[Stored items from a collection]
====

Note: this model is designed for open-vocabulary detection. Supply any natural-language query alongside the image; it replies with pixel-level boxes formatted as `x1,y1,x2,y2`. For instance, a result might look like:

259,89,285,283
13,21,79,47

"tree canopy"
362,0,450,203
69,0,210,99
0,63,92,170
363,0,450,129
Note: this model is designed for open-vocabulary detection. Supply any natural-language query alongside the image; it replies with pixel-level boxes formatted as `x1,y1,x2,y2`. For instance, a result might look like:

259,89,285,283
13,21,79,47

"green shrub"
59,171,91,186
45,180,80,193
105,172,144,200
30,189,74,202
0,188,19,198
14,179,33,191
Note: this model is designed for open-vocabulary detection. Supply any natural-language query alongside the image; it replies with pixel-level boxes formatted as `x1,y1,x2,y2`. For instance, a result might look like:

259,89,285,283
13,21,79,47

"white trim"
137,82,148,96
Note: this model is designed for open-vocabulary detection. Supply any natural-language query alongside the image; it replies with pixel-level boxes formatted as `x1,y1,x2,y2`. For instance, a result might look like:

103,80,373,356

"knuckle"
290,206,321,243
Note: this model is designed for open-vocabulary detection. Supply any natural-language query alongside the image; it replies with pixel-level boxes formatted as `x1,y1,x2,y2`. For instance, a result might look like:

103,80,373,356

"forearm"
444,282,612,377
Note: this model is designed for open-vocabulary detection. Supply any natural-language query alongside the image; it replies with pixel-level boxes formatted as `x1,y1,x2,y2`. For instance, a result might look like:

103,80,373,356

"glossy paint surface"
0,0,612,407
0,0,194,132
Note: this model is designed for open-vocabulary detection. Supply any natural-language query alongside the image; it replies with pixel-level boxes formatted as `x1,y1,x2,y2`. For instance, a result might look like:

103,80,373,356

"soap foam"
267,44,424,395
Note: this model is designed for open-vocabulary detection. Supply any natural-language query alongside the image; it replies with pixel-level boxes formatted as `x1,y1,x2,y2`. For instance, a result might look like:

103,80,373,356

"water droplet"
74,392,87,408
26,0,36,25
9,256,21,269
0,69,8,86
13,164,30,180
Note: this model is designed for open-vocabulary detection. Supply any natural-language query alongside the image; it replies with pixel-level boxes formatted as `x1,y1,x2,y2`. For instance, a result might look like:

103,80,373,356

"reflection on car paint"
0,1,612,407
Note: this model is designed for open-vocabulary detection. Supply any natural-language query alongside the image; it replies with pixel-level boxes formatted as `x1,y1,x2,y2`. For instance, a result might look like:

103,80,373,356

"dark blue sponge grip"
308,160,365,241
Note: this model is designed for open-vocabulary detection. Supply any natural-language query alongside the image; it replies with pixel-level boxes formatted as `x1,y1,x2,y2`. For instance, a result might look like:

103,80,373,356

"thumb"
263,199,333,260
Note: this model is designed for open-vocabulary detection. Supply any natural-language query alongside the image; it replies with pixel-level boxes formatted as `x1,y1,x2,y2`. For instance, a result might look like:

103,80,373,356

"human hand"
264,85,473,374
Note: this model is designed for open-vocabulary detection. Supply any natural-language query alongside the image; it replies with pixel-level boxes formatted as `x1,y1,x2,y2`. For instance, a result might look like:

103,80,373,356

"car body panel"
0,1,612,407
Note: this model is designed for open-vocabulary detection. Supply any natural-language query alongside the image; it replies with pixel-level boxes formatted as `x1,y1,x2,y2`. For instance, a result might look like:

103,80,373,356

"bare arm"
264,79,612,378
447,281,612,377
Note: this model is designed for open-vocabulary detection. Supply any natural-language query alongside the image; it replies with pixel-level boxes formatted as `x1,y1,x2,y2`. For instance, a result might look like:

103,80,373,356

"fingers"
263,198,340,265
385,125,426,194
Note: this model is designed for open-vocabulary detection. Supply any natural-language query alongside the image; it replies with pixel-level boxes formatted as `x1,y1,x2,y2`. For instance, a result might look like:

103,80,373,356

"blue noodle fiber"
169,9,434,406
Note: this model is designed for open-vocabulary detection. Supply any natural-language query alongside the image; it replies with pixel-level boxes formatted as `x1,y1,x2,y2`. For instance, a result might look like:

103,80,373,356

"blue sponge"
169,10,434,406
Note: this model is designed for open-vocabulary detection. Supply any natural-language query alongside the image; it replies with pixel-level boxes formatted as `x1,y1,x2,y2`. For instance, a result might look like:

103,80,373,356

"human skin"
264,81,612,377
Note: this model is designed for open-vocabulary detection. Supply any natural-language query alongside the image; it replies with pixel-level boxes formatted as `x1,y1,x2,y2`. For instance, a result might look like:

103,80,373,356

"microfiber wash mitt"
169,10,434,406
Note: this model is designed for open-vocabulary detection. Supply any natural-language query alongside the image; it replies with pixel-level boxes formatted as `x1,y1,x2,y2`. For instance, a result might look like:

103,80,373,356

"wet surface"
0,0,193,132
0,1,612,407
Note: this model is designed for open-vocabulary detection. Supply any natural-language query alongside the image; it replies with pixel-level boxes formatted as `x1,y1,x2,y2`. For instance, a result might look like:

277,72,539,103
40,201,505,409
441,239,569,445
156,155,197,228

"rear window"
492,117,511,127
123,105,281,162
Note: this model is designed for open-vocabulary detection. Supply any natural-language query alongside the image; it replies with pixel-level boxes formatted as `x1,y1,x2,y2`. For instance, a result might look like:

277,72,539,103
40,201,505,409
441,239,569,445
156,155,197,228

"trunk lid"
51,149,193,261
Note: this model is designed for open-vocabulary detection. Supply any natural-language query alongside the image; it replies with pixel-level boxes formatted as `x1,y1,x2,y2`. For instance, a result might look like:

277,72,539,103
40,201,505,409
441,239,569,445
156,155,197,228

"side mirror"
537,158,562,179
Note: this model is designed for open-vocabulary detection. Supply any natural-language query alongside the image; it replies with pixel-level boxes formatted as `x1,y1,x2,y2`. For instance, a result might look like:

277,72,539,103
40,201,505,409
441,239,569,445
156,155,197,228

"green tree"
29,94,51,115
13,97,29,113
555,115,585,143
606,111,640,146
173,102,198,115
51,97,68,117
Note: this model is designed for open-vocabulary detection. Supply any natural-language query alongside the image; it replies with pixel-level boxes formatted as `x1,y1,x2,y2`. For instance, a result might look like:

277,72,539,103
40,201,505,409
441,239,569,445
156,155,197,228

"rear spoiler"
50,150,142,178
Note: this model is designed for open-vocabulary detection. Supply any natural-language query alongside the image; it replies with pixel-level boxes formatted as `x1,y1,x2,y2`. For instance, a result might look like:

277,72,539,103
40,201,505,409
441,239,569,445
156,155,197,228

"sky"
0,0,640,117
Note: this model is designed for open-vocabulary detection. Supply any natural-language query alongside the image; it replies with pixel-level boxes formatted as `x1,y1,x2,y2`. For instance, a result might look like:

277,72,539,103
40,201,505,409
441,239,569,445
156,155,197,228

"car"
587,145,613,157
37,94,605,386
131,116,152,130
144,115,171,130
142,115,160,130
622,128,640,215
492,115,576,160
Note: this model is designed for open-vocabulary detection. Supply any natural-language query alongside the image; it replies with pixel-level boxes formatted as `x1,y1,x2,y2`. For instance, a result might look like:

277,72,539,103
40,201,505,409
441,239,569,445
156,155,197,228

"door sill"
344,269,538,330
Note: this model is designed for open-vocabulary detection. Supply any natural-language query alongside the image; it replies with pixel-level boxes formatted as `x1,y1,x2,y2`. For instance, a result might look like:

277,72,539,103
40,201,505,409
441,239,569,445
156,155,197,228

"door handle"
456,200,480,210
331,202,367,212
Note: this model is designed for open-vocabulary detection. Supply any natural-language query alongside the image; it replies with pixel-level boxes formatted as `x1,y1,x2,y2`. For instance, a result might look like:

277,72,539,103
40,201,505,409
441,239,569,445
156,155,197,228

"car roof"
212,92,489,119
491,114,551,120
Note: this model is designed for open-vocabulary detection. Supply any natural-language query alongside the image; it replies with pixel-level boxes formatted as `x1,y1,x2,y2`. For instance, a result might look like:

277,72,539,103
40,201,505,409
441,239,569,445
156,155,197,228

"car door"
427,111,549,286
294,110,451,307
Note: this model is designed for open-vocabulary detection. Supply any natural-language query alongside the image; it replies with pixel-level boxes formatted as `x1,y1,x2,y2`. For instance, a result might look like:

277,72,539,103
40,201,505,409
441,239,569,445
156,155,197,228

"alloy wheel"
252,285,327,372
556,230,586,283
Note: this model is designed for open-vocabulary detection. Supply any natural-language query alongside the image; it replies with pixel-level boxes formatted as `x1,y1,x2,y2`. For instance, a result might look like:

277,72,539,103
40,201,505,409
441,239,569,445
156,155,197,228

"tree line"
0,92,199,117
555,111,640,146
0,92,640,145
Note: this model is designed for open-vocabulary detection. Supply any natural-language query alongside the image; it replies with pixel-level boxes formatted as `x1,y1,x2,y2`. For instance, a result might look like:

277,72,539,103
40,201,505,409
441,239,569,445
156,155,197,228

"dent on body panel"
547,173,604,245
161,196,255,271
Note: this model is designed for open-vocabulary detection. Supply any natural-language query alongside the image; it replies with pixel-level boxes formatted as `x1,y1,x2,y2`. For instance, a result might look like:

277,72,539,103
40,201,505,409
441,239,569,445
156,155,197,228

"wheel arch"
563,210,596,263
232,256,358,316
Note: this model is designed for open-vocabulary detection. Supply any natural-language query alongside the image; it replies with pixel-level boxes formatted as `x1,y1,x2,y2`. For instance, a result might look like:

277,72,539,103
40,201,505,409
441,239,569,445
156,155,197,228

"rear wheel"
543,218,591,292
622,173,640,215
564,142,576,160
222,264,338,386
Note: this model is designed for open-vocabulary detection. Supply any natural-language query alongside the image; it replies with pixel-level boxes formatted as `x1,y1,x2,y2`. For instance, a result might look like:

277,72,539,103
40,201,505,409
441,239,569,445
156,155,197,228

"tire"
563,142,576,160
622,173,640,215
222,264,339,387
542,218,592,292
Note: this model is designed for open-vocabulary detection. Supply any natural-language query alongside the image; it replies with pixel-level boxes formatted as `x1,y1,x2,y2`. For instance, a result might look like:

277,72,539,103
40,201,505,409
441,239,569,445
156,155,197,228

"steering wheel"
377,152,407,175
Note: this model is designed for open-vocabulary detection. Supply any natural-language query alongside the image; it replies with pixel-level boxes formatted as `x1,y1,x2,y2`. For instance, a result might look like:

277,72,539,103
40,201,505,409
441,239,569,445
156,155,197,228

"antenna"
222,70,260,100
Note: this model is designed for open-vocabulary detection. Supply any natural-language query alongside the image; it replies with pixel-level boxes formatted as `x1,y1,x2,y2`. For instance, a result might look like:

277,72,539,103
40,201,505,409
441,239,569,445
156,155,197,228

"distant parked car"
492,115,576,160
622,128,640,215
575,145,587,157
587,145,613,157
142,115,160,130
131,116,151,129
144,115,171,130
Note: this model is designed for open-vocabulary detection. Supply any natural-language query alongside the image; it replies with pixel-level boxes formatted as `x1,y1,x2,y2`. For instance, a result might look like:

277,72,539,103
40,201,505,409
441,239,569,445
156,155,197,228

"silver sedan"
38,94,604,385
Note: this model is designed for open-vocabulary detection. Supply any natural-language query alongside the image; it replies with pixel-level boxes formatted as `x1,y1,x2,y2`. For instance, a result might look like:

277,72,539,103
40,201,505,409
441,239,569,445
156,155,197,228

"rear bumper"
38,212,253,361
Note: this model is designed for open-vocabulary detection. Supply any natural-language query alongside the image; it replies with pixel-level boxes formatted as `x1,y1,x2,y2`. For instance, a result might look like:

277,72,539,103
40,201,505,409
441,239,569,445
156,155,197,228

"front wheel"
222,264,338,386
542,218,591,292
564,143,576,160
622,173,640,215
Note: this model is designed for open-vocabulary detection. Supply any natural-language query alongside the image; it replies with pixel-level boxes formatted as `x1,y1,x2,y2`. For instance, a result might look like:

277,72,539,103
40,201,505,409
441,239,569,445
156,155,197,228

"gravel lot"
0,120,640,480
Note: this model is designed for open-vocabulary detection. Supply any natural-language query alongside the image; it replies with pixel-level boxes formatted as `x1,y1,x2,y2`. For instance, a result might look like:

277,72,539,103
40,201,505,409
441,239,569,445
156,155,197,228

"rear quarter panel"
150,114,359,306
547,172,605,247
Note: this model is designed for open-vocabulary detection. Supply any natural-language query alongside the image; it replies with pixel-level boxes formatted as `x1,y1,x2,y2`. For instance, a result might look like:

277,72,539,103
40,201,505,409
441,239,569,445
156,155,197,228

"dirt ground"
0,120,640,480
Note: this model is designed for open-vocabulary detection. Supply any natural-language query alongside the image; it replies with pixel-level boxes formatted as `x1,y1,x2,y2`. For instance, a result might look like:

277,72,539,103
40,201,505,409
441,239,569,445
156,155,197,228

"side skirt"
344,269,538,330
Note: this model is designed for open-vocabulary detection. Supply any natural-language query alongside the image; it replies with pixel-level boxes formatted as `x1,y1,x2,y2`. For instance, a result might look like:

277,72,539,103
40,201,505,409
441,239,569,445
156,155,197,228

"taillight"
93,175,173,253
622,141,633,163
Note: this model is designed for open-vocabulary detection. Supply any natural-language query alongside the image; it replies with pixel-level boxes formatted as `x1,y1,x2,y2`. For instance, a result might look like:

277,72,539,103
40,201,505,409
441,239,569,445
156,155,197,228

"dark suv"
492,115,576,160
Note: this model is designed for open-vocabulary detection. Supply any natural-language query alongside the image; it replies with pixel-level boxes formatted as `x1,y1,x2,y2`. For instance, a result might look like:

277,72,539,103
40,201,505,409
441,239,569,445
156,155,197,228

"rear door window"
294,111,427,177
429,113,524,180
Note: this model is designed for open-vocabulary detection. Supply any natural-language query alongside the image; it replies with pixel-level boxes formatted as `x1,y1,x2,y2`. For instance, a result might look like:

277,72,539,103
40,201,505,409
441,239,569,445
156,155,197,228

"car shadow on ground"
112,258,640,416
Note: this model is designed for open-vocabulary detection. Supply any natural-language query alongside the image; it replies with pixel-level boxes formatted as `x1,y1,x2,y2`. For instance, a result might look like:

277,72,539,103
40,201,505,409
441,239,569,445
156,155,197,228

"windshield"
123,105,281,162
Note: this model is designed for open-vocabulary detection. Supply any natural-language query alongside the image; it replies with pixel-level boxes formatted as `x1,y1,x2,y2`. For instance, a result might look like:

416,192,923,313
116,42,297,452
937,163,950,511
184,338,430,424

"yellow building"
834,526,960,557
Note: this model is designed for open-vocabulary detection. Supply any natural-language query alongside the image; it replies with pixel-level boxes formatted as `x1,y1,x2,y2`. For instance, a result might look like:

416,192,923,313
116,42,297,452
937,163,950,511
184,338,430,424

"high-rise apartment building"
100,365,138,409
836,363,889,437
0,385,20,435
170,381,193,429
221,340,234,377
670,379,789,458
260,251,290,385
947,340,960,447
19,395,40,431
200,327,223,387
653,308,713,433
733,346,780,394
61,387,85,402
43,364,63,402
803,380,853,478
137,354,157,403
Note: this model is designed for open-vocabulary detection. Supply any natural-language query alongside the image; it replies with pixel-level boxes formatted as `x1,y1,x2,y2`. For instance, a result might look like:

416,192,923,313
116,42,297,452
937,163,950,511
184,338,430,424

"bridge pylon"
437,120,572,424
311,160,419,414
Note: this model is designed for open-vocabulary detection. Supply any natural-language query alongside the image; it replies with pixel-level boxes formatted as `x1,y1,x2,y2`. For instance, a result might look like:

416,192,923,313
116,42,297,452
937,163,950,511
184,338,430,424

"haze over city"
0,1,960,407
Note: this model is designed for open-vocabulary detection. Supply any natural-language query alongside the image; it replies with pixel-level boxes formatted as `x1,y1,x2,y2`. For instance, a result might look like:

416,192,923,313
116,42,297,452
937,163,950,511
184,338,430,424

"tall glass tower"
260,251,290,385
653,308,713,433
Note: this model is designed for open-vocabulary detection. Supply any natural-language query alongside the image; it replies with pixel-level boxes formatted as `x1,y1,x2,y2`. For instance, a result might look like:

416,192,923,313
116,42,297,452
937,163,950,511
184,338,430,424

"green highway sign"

====

Given task —
Revise the material from its first line through the line containing "137,82,148,96", inclusive, putting "leafy shrub" in place of "green shrub" and keeping everything else the same.

Answer for this exercise —
Note: this model is designed for open-vocabulary detection. Supply any natural-language query alongside the image; it replies with pixel-level boxes formatted as `x1,y1,x2,y2`. For instance, a result might look like:

259,89,285,283
13,21,79,47

"tree canopy"
362,0,450,203
69,0,210,99
0,63,92,170
363,0,450,129
Note: this model is designed for open-vocabulary detection. Supply any natural-language query alongside the image; it replies with pixel-level boxes formatted as `x1,y1,x2,y2`. For instance, a result might look like:

259,89,285,283
13,21,79,47

"leafy shrub"
59,171,91,186
45,180,80,193
105,172,144,200
30,189,74,202
0,188,19,198
14,179,33,191
Note: this model is designed for open-vocabulary detection. Supply any natural-language query alongside the image; it replies with pixel-level boxes formatted as `x1,y1,x2,y2`. For instance, a result might look like:

259,89,285,283
13,21,79,47

"white trim"
137,82,148,96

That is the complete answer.